>> BEGIN RECORDED DATA

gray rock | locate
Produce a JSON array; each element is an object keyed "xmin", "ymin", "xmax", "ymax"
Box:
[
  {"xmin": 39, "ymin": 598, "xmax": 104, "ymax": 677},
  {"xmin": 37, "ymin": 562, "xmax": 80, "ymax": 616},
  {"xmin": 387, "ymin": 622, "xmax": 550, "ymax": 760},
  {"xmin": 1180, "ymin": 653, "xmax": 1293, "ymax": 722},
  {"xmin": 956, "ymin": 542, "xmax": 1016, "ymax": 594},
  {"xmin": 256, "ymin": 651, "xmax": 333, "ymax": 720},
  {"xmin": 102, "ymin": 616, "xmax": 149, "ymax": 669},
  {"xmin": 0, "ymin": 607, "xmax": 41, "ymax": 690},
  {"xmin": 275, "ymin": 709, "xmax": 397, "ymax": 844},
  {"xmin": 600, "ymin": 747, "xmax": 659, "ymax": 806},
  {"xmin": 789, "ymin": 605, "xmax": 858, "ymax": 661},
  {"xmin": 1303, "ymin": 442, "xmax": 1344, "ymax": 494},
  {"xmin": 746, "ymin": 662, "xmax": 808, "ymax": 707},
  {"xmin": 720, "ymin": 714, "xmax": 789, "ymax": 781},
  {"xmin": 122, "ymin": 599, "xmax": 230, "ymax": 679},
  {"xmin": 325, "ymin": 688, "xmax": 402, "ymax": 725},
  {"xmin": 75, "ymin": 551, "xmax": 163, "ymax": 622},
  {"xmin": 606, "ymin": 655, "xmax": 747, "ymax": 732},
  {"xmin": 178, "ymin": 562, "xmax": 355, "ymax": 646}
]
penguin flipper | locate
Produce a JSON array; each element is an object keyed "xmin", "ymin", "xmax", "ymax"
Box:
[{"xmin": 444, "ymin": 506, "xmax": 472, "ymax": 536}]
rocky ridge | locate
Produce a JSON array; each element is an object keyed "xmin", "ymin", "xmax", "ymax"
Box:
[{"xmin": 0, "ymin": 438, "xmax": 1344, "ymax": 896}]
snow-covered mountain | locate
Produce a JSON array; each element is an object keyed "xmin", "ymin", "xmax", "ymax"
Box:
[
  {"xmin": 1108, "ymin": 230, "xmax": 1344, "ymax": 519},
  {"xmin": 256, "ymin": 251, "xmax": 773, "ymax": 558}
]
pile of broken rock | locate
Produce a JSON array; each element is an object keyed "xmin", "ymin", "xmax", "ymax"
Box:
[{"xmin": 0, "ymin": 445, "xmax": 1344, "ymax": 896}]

>> END RECORDED DATA

• EXERCISE TASK: Rewrite every row with "locate" replaced by "find" and nothing else changed.

• CORRECT RESULT:
gray rock | find
Produce a JSON array; each element is an object keyed "xmin", "ymin", "xmax", "ymax"
Box:
[
  {"xmin": 39, "ymin": 598, "xmax": 104, "ymax": 677},
  {"xmin": 37, "ymin": 562, "xmax": 80, "ymax": 616},
  {"xmin": 387, "ymin": 622, "xmax": 550, "ymax": 760},
  {"xmin": 1180, "ymin": 653, "xmax": 1293, "ymax": 722},
  {"xmin": 956, "ymin": 542, "xmax": 1016, "ymax": 594},
  {"xmin": 256, "ymin": 651, "xmax": 333, "ymax": 720},
  {"xmin": 102, "ymin": 616, "xmax": 149, "ymax": 669},
  {"xmin": 0, "ymin": 607, "xmax": 41, "ymax": 690},
  {"xmin": 275, "ymin": 709, "xmax": 397, "ymax": 844},
  {"xmin": 600, "ymin": 747, "xmax": 659, "ymax": 806},
  {"xmin": 789, "ymin": 605, "xmax": 858, "ymax": 661},
  {"xmin": 1303, "ymin": 442, "xmax": 1344, "ymax": 494},
  {"xmin": 746, "ymin": 662, "xmax": 808, "ymax": 707},
  {"xmin": 720, "ymin": 714, "xmax": 789, "ymax": 781},
  {"xmin": 122, "ymin": 599, "xmax": 230, "ymax": 679},
  {"xmin": 325, "ymin": 688, "xmax": 402, "ymax": 725},
  {"xmin": 75, "ymin": 551, "xmax": 163, "ymax": 622},
  {"xmin": 606, "ymin": 655, "xmax": 747, "ymax": 732},
  {"xmin": 178, "ymin": 562, "xmax": 355, "ymax": 646}
]
penguin flipper | find
Produce a JSON array; each element is an object keyed "xmin", "ymin", "xmax", "ymax"
Box:
[{"xmin": 444, "ymin": 506, "xmax": 472, "ymax": 536}]
rocky ridge | find
Produce a JSON array; each element is an object keyed "xmin", "ymin", "xmax", "ymax"
Box:
[{"xmin": 0, "ymin": 438, "xmax": 1344, "ymax": 896}]
snow-covered mountain | find
Produce a JSON array; each element is an object keyed "xmin", "ymin", "xmax", "ymax"
Box:
[
  {"xmin": 1108, "ymin": 230, "xmax": 1344, "ymax": 519},
  {"xmin": 256, "ymin": 251, "xmax": 773, "ymax": 558}
]
pile of broken rock | find
Produce a JSON array; each element is an object keyed "xmin", "ymin", "xmax", "ymax"
Box:
[{"xmin": 0, "ymin": 445, "xmax": 1344, "ymax": 896}]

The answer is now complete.